RECORDS TO PROCESS:

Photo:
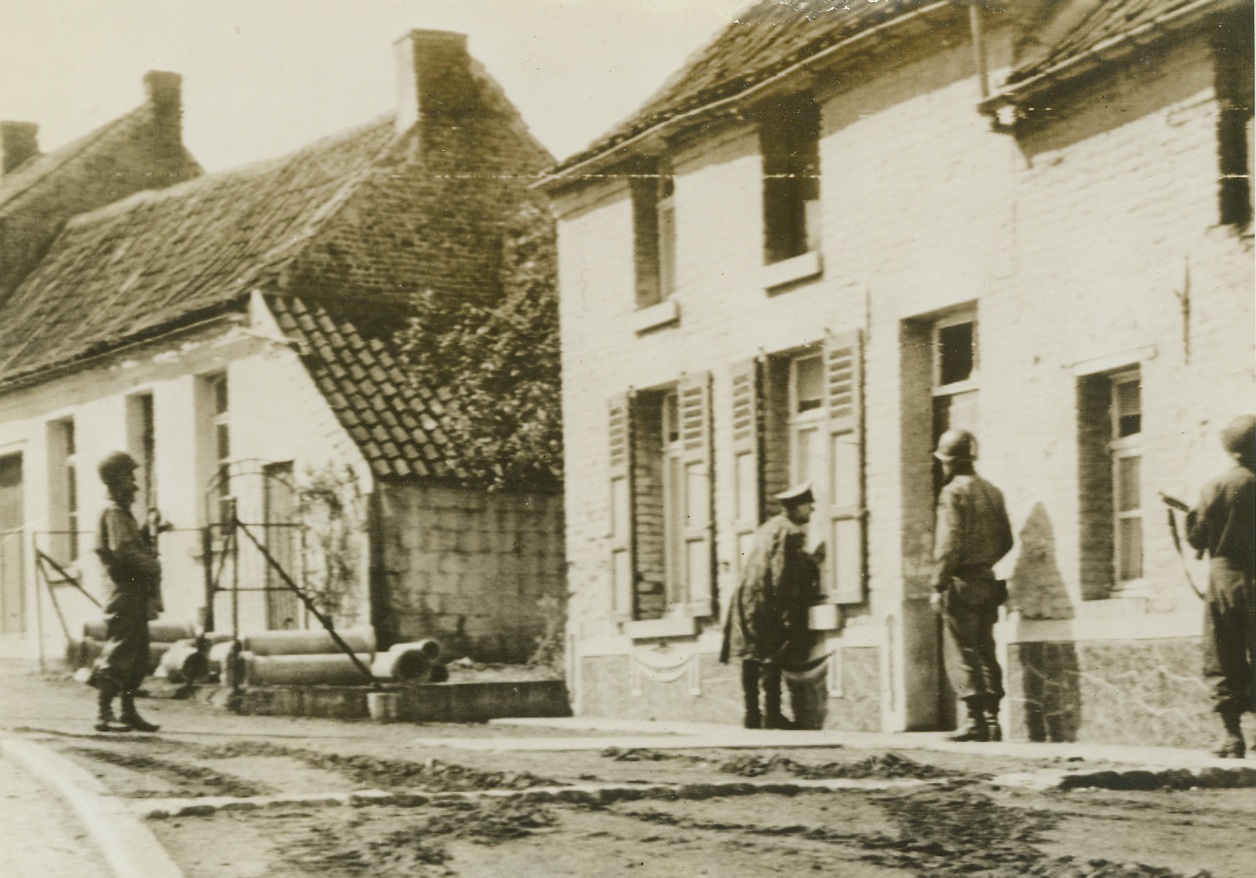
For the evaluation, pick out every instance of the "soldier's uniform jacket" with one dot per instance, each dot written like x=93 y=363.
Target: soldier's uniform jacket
x=768 y=619
x=972 y=529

WHAT YOU HAVE TO DO:
Will you quote the entries above word for word, leaving out the pictures?

THE REPLY:
Photo:
For the evaluation, pick out every instance of the "soldier's uniform jacket" with one dot per instance, each dot written like x=93 y=363.
Target: soldier's uniform jacket
x=768 y=619
x=972 y=529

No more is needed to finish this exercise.